Трудно даже вообразить, насколько необычно было то, как обращался Матисс с обнаженной натурой. Новая его манера не имела ничего общего с тем, как он работал прежде. Англичанин Верной Блейк вспоминал, что Матисс ворвался в маленький, спокойный класс Каррьера словно метеор, — они, начинающие живописцы, воспитанные в традициях академической школы, были ошеломлены. Ученики и сам мастер долго не могли прийти в себя от этюда Матисса, невероятным образом сумевшего превратить пожилого дряблого натурщика в кровожадного смутьяна («В удивительной мешанине красок угадывались громадные ноги и тело в изломанной позе: все это было дано через яростное и вместе с тем мрачное столкновение пурпурных и карминных тонов плоти, оттененных голубовато-зелеными мазками»). Товарищи по студии поражались ярости, с какой новичок набрасывался на холст; стремительно ударяя кистью, он наносил на полотно резкие, но при этом удивительно гармоничные пятна цвета. Ученик Каррьера Морис Будо-Ламотт называл эти этюды, сделанные «крупными мазками чистого ультрамарина», поразительными по цвету. Возможно, говорил он, это было лучшим из когда-либо написанного Матиссом.
В Академии Камилло Анри сделался душой компании, как и десять лет назад в Сен-Кантене: он снова заиграл на скрипке, начал распевать скабрезные куплеты и рассказывать непристойные анекдоты. Поражая смелостью и дерзостью своей живописи, он удивлял однокашников приверженностью старомодным приспособлениям вроде черного стекла (используемого для проверки баланса в композиции), рулетки и неизменного отвеса[50]. Судя по всему, Матисс никогда так не тяготел к строгому научному методу, как в эти месяцы: архитектоничная мощь «Купальщиц» Сезанна, которых он видел каждый день у себя в мастерской, не давала ему покоя, так ему хотелось проникнуть в секреты света, объема и композиционной ясности.
Среди тех, кто занимался тогда с Матиссом в классе Каррь-ера, больше всех взял у него, но в то же время и больше всех дал ему, был Андре Дерен[51] — высокий, широкоплечий, малоразговорчивый юноша. «Дерену исполнилось восемнадцать, когда я встретил его, — вспоминал Матисс. — А мне было уже больше тридцати… Я понял, что Дерен… работает не так, как все остальные. Он заинтересовал меня. Постепенно мы начали беседовать». Диалог между ними шел не только на словах, но и на холстах, причем каждый пытался ответить на смелость другого. Лувр, прежде бывший их «учебным полигоном», превратился в экспериментальную лабораторию. «Он уже писал великолепно, — говорил Матисс. — Мы познакомились в Лувре, где его копии ошеломили и служителей, и посетителей. Мой Дерен не обращал на это никакого внимания…» Дерен, в свою очередь, находился под сильным впечатлением от экспериментов Матисса, закончившего блистательую копию «Ската» Шардена («За этим стоял Сезанн», — признавался Матисс) и «переложившего» в стиле Мане «Мертвого Христа» Филиппа де Шампеня[52]. Третьей копией было «Похищение Ревекки» Делакруа[53], причем Матисс написал ее совершенно необычным образом — только черной и белой красками, сделав, по словам Пюи, «совершеннейшую головоломку, где все валеры[54] были перевернуты, как в негативе фотографии»[55].

_Строки данных_:
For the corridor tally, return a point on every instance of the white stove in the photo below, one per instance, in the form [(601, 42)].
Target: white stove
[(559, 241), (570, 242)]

_Задания_:
a - Выведите отрывок из статьи о Матиссе, начиная со слов «В Академии Камилло» и продолжая до слов «и композиционной ясности.» включительно.
b - Перечислите все картины других художников, копии которых, согласно статье о Матиссе, он написал в Лувре.
c - Сколько лет было Дерену, когда с ним познакомился Матисс, по статье о Матиссе?

_Ответы_:
a -
В Академии Камилло Анри сделался душой компании, как и десять лет назад в Сен-Кантене: он снова заиграл на скрипке, начал распевать скабрезные куплеты и рассказывать непристойные анекдоты. Поражая смелостью и дерзостью своей живописи, он удивлял однокашников приверженностью старомодным приспособлениям вроде черного стекла (используемого для проверки баланса в композиции), рулетки и неизменного отвеса[50]. Судя по всему, Матисс никогда так не тяготел к строгому научному методу, как в эти месяцы: архитектоничная мощь «Купальщиц» Сезанна, которых он видел каждый день у себя в мастерской, не давала ему покоя, так ему хотелось проникнуть в секреты света, объема и композиционной ясности.

b - «Скат» Шардена, «Мертвый Христос» Филиппа де Шампеня, «Похищение Ревекки» Делакруа

c - Восемнадцать лет.